▶ [AVAILABLE DATA]
------------

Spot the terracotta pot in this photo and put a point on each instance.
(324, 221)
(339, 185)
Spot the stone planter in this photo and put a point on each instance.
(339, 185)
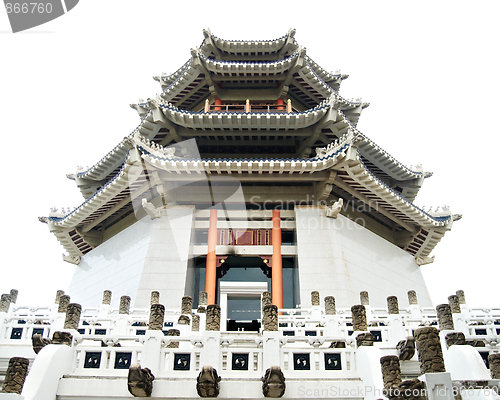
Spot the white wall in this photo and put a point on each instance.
(340, 258)
(149, 255)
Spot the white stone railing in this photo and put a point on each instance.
(20, 323)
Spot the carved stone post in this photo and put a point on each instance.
(64, 300)
(173, 332)
(393, 305)
(13, 295)
(315, 298)
(445, 318)
(391, 373)
(202, 302)
(359, 322)
(330, 305)
(364, 298)
(203, 299)
(412, 297)
(155, 297)
(124, 305)
(156, 317)
(454, 303)
(270, 318)
(430, 353)
(196, 323)
(15, 375)
(406, 348)
(106, 297)
(187, 305)
(5, 300)
(73, 312)
(494, 361)
(455, 338)
(59, 293)
(213, 318)
(266, 299)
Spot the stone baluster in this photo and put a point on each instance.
(13, 295)
(156, 317)
(391, 374)
(155, 297)
(106, 297)
(454, 303)
(59, 293)
(196, 323)
(73, 312)
(270, 318)
(173, 332)
(213, 318)
(187, 305)
(15, 375)
(359, 322)
(445, 318)
(64, 300)
(430, 353)
(412, 297)
(202, 302)
(124, 305)
(332, 326)
(454, 338)
(184, 320)
(315, 298)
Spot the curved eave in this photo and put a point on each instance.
(381, 158)
(365, 182)
(333, 80)
(167, 79)
(189, 76)
(249, 68)
(107, 166)
(357, 176)
(248, 46)
(258, 166)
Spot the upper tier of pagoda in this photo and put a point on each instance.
(265, 113)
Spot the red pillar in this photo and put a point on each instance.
(277, 268)
(218, 102)
(211, 266)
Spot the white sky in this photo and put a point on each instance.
(429, 69)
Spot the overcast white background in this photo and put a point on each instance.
(430, 70)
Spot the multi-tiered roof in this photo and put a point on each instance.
(265, 113)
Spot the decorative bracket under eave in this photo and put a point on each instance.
(151, 210)
(72, 259)
(424, 260)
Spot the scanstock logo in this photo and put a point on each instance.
(25, 15)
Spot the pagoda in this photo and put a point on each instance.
(246, 128)
(258, 243)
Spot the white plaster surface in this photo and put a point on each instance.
(340, 258)
(149, 255)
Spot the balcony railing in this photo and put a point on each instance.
(247, 107)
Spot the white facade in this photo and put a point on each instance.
(340, 258)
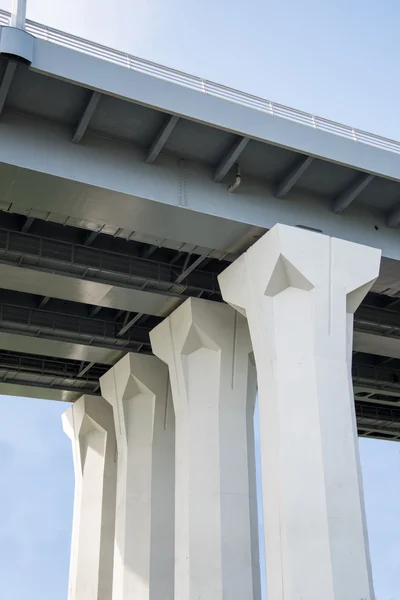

------------

▶ [PROBLEM] The task requires restating verbatim the lines from the one that holds "Spot the pagoda" through the end of the listing, both ends counted, and no pictures.

▶ [OUTPUT BELOW]
Spot the pagoda in this photo and put a point on each instance.
(246, 128)
(258, 243)
Spot the white plaster surface in this photo and put a point on each instance.
(340, 258)
(149, 255)
Spot the balcony railing in this photo and put a point on each instance.
(247, 107)
Spot the white facade in this photo and put a point on each instance.
(340, 258)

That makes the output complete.